Copy each of these lines word for word.

* Start Records for this task *

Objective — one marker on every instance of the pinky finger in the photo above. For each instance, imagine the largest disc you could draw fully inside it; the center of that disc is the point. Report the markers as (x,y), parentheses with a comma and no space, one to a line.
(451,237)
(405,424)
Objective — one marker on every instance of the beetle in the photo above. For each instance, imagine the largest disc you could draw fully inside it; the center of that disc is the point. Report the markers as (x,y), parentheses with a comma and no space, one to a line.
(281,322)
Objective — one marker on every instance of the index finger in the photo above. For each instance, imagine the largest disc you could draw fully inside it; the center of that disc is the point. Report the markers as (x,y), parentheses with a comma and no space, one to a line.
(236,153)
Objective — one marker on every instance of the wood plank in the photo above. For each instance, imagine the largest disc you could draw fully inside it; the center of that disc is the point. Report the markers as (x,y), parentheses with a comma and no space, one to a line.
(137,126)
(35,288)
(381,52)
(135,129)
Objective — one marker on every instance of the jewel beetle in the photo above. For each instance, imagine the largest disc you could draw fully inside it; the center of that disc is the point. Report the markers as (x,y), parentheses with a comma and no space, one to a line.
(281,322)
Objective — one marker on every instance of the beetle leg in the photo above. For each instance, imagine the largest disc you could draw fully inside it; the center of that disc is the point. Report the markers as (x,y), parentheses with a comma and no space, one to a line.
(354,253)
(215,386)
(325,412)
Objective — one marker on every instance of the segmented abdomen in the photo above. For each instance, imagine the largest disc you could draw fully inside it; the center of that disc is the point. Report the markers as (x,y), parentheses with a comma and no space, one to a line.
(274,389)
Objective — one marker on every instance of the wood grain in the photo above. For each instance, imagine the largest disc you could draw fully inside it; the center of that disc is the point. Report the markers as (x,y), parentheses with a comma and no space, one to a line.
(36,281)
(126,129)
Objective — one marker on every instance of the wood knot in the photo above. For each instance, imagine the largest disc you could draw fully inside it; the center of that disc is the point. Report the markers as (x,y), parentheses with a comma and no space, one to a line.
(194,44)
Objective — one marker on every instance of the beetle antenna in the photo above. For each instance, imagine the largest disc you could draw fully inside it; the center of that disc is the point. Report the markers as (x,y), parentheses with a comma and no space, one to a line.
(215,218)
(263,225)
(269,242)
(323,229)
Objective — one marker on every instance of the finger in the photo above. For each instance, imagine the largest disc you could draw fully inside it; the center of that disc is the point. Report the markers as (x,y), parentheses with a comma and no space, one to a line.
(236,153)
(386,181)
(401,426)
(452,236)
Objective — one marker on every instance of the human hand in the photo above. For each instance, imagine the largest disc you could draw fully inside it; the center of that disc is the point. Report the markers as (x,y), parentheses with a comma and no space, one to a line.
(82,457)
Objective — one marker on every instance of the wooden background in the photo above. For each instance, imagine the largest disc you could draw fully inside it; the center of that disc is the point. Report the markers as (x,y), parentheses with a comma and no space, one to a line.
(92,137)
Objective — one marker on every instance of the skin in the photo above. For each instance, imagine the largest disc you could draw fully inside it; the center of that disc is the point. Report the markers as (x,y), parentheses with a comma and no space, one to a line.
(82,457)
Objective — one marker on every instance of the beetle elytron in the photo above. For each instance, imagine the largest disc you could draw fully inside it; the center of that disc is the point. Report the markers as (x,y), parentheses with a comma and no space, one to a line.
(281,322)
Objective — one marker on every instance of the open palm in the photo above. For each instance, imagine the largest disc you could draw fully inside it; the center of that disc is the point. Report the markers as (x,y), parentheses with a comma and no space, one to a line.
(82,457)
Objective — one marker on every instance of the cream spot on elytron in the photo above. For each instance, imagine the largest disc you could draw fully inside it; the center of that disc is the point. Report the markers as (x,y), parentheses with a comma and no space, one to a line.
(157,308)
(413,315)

* End Records for this task *

Solution for this problem:
Objective — one marker on every instance of the pinky finger in the photo above. For each instance, imagine the largest disc you could draw fully inside it; the center of that disc is the point. Report the markers as (x,y), parentheses with a comma and no space, one to a line.
(451,237)
(405,424)
Objective — one marker on every instance of the beetle in the photo above. For each instance, imagine the largest disc you could draw fully inside it; the center of that disc is the point. Report the markers as (x,y), parentheses with a comma and no space, one to a line.
(281,322)
Objective — one marker on every instance of the index finger in the photo above. For each instance, imagine the largest disc you could draw fully inside it; the center of that disc is the point. Report the markers as (x,y), parentheses with a comma and no space, one to a line.
(236,153)
Objective — one marker on every instance of the wood plank in the photo above. For each instance, imagine the largest disc you could draw fully inside it; the center of that disc is the point. Report the markers as (x,y), parentheses with a comma and no space, one to a line.
(137,126)
(35,288)
(381,52)
(135,129)
Objective — one marker on every instance of the jewel beetle in the photo above. For each instance, imagine the largest disc you could draw fully inside it; the center of that disc is the point. Report the markers as (x,y), parentheses with a comma and no space, one to a line.
(281,322)
Objective — one marker on every instance of the beetle leg in the photo above. For each instance, imagine the largest disc you could draw fully inside it; the center of that disc is the point. Report the markers as (x,y), parentheses with a comma and no space, one to a line.
(354,253)
(215,386)
(325,412)
Objective — one marker on every instance of the segmented abdomen in the photo above. For each instance, imagine the largest disc you could draw fully inside it; the center of that disc is the point. Report the markers as (x,y), parentheses with a comma and no space, one to a line.
(274,389)
Objective — one marker on every instance of the wood grain in the photo above. For each instance, imagine the largest disc you could draw fully inside it; the center of that disc is the point. Report the markers as (x,y), parentheses with a comma and no space, one to a line.
(36,281)
(126,129)
Objective — one marker on every instance of the wood knot in the photo above. For each instance, imagine the largest disc you could draw fully inside it; the center of that disc is the point. Report the markers as (x,y), parentheses with a comma and no space, one to a line.
(194,44)
Objective — one marker on every instance of the beetle antenna in the photo above. For each instance, imagine the largest disc you could draw fully inside it; the center of that disc is the point. Report the markers as (x,y), parentheses with a comma and no space, one to a line.
(215,218)
(263,225)
(269,242)
(323,229)
Objective — one marker on every instance of the finger in the photo above. For each instance, imagine the largest disc you could draw fully inside it; the center of that disc is the point. Report the markers as (x,y), parentheses with a comma and no space, one to a line.
(236,153)
(386,181)
(401,426)
(452,236)
Objective — one marker on every instance of the human hand in the photo above. For each instance, imagine the largest disc you could draw fully inside it; the center of that disc is the point. Report the markers as (x,y), parentheses with a comma and no space, one to a line.
(82,457)
Objective — one marker on every instance of the wooden background in the photo above. For each instance, imagine the largest disc you could draw fully inside it; the center of that disc is the point. Report the markers as (x,y), parentheses with a comma and no space, one to a line.
(92,137)
Objective — one marker on every instance of the skin in the photo above. For each instance, imagine the largest disc you could draw fully inside it; the center of that disc is the point. Report the markers as (x,y), parentheses with a comma and no space, one to a line.
(82,457)
Objective — one marker on every instance of the beetle elytron in the photo above. For each instance, imagine the largest disc you could draw fully inside it; the center of that disc is the point. Report the markers as (x,y), parentheses with a comma and no space, one to a line.
(281,322)
Objective — one marker on every instance of the open palm in the photo above. For each instance, imagine the largest disc you could draw fully inside it; the center of that disc is the point. Report the markers as (x,y), parentheses with a comma and no space, one to a line.
(82,457)
Objective — one marker on every instance of the cream spot on elytron in the photo above. For each instance, imagine the largest disc you could draw fully inside it; the center of that disc is the point. Report the markers as (x,y), parentheses with a comma and no space, one to a line.
(157,308)
(413,315)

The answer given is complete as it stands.